■ **DOCUMENT PASSAGE**
§ §
How High-Frequency Trading Is Changing Wall Street
January 13, 2011
On May 6, 2010, the Dow Jones industrial average dropped hundreds of points in a matter of minutes — and then recovered moments later.
Known as the “flash crash,” the incident sparked congressional hearings as well as an investigation by the Securities and Exchange Commission and the Commodity Futures Trading Commission. The two market regulators later issued a joint report in September blaming a single sale — of $4.1 billion in future contracts — for the nosedive.
On the downsides of computers making investment decisions:
“The downside is they don’t have a smell test. They don’t have the basic common sense that most of the rest of us do. So back in May, for instance, we had this incident known as the flash crash, where the stock market plunged over 500 points in the space of about 5 minutes. And no one really knows why that happened.
§ §
■ **LISTING**
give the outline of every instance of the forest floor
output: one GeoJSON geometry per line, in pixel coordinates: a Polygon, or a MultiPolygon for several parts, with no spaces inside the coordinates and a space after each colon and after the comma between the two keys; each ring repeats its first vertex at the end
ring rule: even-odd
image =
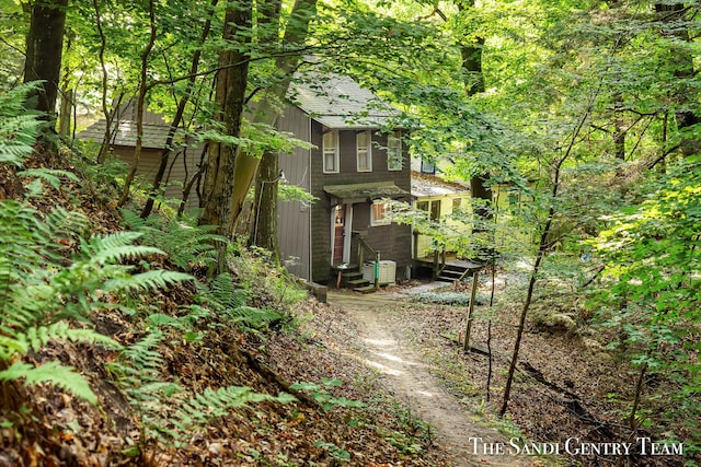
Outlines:
{"type": "MultiPolygon", "coordinates": [[[[595,454],[589,446],[655,439],[640,428],[630,430],[630,409],[636,373],[617,359],[586,326],[576,329],[566,313],[581,312],[577,299],[537,300],[521,343],[507,416],[495,416],[513,351],[520,308],[502,306],[494,314],[478,306],[471,346],[464,352],[458,338],[466,326],[467,306],[421,303],[416,292],[457,287],[413,282],[363,295],[331,292],[334,316],[349,318],[335,349],[359,359],[378,373],[382,384],[414,416],[428,423],[439,448],[452,465],[495,466],[676,466],[680,456],[614,456],[595,454]],[[568,308],[568,310],[564,310],[568,308]],[[492,318],[491,326],[489,318],[492,318]],[[489,342],[487,342],[489,338],[489,342]],[[486,400],[491,348],[492,376],[486,400]],[[475,445],[474,439],[481,439],[475,445]],[[482,444],[484,443],[484,444],[482,444]],[[490,448],[503,454],[489,455],[490,448]],[[485,452],[486,450],[486,452],[485,452]],[[552,453],[553,455],[532,455],[552,453]],[[524,455],[531,454],[531,455],[524,455]]],[[[481,284],[483,292],[489,288],[481,284]]],[[[333,335],[333,325],[326,331],[333,335]]],[[[650,442],[650,440],[647,442],[650,442]]],[[[635,444],[633,442],[632,444],[635,444]]],[[[633,453],[637,446],[631,448],[633,453]]],[[[648,450],[650,451],[650,450],[648,450]]]]}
§ §
■ **TASKS FOR THIS EXERCISE**
[A] Answer these from the high-frequency trading article.
(i) On what date did the Dow Jones industrial average drop and then recover?
(ii) Which two market regulators investigated the incident?
(iii) What did their joint report blame for the nosedive?
[B] Translate this sentence from the high-frequency trading article into Spanish: "They don’t have the basic common sense that most of the rest of us do."

■ **EXPECTED ANSWERS**
[A]
(i) May 6, 2010
(ii) The Securities and Exchange Commission and the Commodity Futures Trading Commission
(iii) A single sale of $4.1 billion in future contracts

[B] No tienen el sentido común básico que sí tiene la mayoría del resto de nosotros.